For each entry below, please return its exact wording and leave out any picture.

PROVIDED ENTRIES below:

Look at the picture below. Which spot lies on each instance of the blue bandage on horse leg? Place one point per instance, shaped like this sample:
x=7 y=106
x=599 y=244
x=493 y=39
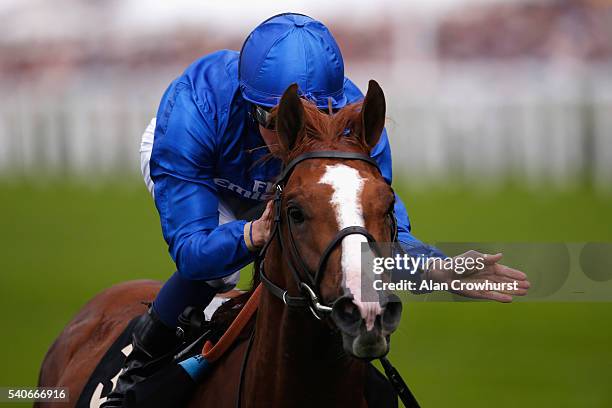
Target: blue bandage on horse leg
x=178 y=293
x=195 y=366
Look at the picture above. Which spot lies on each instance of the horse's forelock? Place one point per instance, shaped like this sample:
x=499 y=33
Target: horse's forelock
x=329 y=131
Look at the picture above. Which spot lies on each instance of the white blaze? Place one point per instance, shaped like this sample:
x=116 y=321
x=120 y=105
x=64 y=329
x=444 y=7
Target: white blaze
x=346 y=201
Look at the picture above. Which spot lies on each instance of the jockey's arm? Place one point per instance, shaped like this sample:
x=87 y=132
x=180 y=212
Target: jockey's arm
x=182 y=167
x=382 y=154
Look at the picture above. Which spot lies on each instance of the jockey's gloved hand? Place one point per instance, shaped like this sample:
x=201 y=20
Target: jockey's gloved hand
x=256 y=233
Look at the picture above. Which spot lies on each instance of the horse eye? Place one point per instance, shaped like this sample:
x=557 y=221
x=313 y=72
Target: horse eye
x=297 y=216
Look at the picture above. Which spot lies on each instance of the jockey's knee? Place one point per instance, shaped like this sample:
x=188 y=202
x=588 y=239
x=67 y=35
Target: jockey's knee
x=226 y=283
x=220 y=285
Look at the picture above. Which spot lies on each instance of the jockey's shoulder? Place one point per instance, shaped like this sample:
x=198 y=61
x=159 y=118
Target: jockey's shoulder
x=213 y=79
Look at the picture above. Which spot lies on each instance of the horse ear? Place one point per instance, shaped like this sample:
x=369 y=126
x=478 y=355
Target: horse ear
x=373 y=114
x=290 y=118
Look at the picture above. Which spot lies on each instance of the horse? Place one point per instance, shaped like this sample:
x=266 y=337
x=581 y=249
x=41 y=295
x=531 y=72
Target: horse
x=314 y=330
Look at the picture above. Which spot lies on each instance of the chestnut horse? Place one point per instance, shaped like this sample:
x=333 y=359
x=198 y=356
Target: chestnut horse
x=333 y=198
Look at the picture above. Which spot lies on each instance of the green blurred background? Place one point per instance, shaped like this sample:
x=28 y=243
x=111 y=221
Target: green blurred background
x=63 y=242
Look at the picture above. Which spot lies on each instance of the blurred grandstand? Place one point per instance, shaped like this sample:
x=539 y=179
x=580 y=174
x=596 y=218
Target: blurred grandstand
x=476 y=92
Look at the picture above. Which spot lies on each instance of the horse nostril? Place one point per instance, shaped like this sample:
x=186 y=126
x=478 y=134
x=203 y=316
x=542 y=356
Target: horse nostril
x=346 y=315
x=392 y=314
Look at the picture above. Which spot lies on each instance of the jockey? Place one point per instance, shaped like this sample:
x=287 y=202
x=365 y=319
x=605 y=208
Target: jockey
x=202 y=160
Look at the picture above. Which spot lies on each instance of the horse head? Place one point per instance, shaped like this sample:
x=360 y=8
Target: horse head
x=329 y=207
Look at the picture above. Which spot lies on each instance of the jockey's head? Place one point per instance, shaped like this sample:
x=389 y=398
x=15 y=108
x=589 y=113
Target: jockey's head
x=291 y=48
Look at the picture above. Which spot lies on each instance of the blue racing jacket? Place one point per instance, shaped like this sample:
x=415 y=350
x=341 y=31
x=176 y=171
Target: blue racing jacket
x=208 y=152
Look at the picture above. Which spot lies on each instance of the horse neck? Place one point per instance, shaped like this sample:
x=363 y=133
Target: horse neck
x=297 y=359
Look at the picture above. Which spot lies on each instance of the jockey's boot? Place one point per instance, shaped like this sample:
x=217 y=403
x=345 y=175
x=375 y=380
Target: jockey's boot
x=151 y=340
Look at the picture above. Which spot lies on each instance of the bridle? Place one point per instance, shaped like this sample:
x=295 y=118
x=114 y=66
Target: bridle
x=309 y=289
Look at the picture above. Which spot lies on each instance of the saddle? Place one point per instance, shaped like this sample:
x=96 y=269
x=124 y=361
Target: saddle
x=170 y=383
x=197 y=327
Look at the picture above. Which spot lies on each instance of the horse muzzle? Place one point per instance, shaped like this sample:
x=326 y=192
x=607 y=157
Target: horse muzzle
x=358 y=339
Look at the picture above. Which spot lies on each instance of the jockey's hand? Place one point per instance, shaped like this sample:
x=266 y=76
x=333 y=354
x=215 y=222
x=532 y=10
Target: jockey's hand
x=492 y=272
x=262 y=227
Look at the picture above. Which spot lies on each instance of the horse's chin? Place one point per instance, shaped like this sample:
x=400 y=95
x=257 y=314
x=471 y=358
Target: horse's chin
x=365 y=346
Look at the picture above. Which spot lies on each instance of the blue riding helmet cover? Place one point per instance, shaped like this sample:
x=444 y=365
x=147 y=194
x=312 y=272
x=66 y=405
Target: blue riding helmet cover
x=292 y=48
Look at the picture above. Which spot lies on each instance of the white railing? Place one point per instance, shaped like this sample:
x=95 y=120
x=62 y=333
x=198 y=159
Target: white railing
x=477 y=123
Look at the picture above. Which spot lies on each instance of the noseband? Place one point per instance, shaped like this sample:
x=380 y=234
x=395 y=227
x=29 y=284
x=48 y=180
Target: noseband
x=309 y=289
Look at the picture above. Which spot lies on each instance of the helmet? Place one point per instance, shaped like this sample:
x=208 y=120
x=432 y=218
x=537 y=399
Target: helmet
x=292 y=48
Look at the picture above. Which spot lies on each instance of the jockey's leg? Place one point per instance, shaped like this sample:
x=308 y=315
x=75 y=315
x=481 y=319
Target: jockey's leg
x=155 y=333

End of PROVIDED ENTRIES.

▸ THE COMPLETED TASK
Look at the picture below. Which spot lies on each instance of the blue bandage on horse leg? Place one point per instance, shaped like this sample:
x=7 y=106
x=599 y=244
x=493 y=39
Target: blue bandage on horse leg
x=178 y=293
x=195 y=366
Look at the picture above. Which spot lies on each instance of the horse's forelock? Place one point per instance, shaped like this sample:
x=499 y=33
Target: horse's forelock
x=329 y=131
Look at the picture above. Which spot lies on each instance of the white blaze? Place one point per instance, shaped like this sample:
x=116 y=321
x=120 y=105
x=64 y=329
x=444 y=7
Target: white blaze
x=346 y=201
Look at the picture above. Which spot lies on each instance of the jockey's arm? Place one point per instance, shaped like this sample:
x=87 y=132
x=180 y=212
Target: jockey's arm
x=182 y=167
x=382 y=154
Look at the picture above. Which spot lies on each instance of the jockey's gloved hand? Place one point per instance, shaped like this sample:
x=201 y=20
Target: jockey's gloved hand
x=256 y=233
Look at the picture above. Which spot lies on each instance of the horse eye? Place one point per instance, shaped like this sample:
x=557 y=221
x=313 y=72
Target: horse eye
x=297 y=216
Look at the picture above. Which spot lies on each instance of the jockey's knee? Place one point per instance, shaped like this sample:
x=188 y=202
x=588 y=239
x=67 y=35
Target: jockey's knee
x=226 y=283
x=220 y=285
Look at the picture above. Which spot lies on each instance of the jockey's shoulder? Place one point per instance, shaped like this sample:
x=198 y=61
x=159 y=118
Target: jockey's shoulder
x=213 y=79
Look at the picture above. Which spot lies on each instance of the horse ear? Place one point per instance, shaped like this sample:
x=369 y=126
x=478 y=355
Target: horse ear
x=373 y=114
x=290 y=118
Look at the picture above. Which spot lies on each instance of the horse? Place one point per instance, shaped like this sample:
x=266 y=337
x=581 y=249
x=41 y=295
x=531 y=72
Target: horse
x=314 y=330
Look at the picture above. Which spot lies on each instance of the chestnut horse? Place one point per instance, shaped like this sample:
x=333 y=359
x=198 y=356
Target: chestnut horse
x=333 y=198
Look at the picture above. Which spot lies on each instance of the green blurred background? Place one point per instance, shaped like this sample:
x=28 y=243
x=111 y=221
Target: green blurred background
x=63 y=242
Look at the picture above. Which spot lies on each instance of the blurred grandstand? Place one point per instance, shaped like this sample:
x=539 y=179
x=580 y=174
x=596 y=218
Target: blurred grandstand
x=476 y=92
Look at the picture above. Which spot lies on each instance of the horse nostril? Place one point per instance, shaped like this sample:
x=186 y=126
x=478 y=134
x=203 y=316
x=542 y=356
Target: horse nostril
x=346 y=315
x=392 y=314
Look at the picture above. Which spot lies on each instance of the jockey? Place one point per instance, shaped like this sample:
x=287 y=202
x=365 y=319
x=605 y=208
Target: jockey
x=202 y=160
Look at the picture above. Which spot lies on each instance of the horse head? Place one point per instance, shaped like this sample:
x=360 y=8
Target: horse head
x=329 y=207
Look at the picture above. Which spot lies on each instance of the jockey's head? Place one point per instance, shaped like this sample:
x=389 y=398
x=15 y=108
x=589 y=113
Target: jockey's head
x=291 y=48
Look at the picture above. Which spot lies on each instance of the blue racing jacket? Place one point per instance, shaped like this sample:
x=415 y=350
x=341 y=31
x=176 y=171
Target: blue racing jacket
x=208 y=152
Look at the picture above. Which spot lies on each instance of the horse neck? Place one point per instance, shaped like this sample:
x=363 y=133
Target: horse neck
x=297 y=359
Look at the picture above. Which spot lies on each instance of the jockey's boot? Place one point per instance, shaped like this sample:
x=217 y=403
x=345 y=175
x=375 y=380
Target: jockey's boot
x=151 y=340
Look at the picture above. Which spot lies on each instance of the bridle? Place one point per instance, shaped like this sample:
x=295 y=118
x=114 y=66
Target: bridle
x=309 y=289
Look at the picture above. Which spot lies on each instance of the saddle? Place one point per instance, shaped like this sample:
x=96 y=269
x=124 y=361
Target: saddle
x=170 y=383
x=197 y=327
Look at the picture above. Which spot lies on each instance of the horse muzzle? Place one point per instance, shaped like this sample:
x=326 y=192
x=607 y=157
Target: horse muzzle
x=358 y=339
Look at the picture above. Which spot lies on each instance of the jockey's hand? Place one point per instance, shaped like this sample:
x=266 y=76
x=333 y=354
x=215 y=222
x=532 y=10
Target: jockey's hand
x=492 y=272
x=262 y=227
Look at the picture above. Which spot lies on each instance of the horse's chin? Place one point per instance, shaped like this sample:
x=400 y=95
x=257 y=314
x=471 y=358
Target: horse's chin
x=365 y=346
Look at the picture above. Which spot lies on each instance of the blue riding helmet cover? Place one point per instance, shaped like this sample:
x=444 y=365
x=147 y=194
x=312 y=272
x=66 y=405
Target: blue riding helmet cover
x=292 y=48
Look at the picture above. Which spot lies on each instance of the white railing? Place one point per instance, shaped like this sample:
x=95 y=120
x=62 y=333
x=198 y=159
Target: white railing
x=477 y=123
Look at the picture above. Which spot lies on each instance of the noseband? Place one point per instance, shaped like this sample:
x=380 y=234
x=395 y=227
x=29 y=284
x=48 y=180
Target: noseband
x=309 y=289
Look at the picture above. Which spot lies on each instance of the helmet? Place one point per instance, shaped like this sample:
x=208 y=120
x=432 y=218
x=537 y=399
Target: helmet
x=292 y=48
Look at the picture above. Which spot lies on each instance of the jockey's leg? Place one point per instance, shaped like this sample:
x=308 y=315
x=75 y=315
x=481 y=319
Target: jockey's leg
x=155 y=333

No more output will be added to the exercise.